**Short problem**
Can you reproduce, character for character, the records from the line with "of the steep" up to and including the line with "column 199, row 100"?

########################################

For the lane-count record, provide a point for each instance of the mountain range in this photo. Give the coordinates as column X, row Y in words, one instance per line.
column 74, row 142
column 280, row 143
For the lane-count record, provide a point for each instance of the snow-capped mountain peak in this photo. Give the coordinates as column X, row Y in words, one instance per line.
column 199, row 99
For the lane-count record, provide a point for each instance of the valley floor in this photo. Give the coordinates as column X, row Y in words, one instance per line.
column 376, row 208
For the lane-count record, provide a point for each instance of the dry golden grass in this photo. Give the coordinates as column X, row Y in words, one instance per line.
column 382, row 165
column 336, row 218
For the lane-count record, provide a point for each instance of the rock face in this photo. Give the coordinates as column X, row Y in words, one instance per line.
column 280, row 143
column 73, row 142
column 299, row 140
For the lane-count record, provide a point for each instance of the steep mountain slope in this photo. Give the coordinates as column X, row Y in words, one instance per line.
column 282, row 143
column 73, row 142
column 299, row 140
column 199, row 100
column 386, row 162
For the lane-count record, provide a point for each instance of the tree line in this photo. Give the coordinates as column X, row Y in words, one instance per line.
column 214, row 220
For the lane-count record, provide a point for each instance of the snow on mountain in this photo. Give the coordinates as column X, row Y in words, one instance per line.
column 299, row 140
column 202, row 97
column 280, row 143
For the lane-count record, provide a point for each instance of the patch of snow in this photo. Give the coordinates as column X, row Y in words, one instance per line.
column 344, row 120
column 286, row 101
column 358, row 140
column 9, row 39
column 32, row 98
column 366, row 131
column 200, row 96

########################################

**Response to this exercise**
For the lane-count record, provide a point for each instance of the steep mountain slope in this photo. Give the coordinates as column X, row Y in words, one instance per line.
column 282, row 143
column 73, row 142
column 299, row 140
column 199, row 100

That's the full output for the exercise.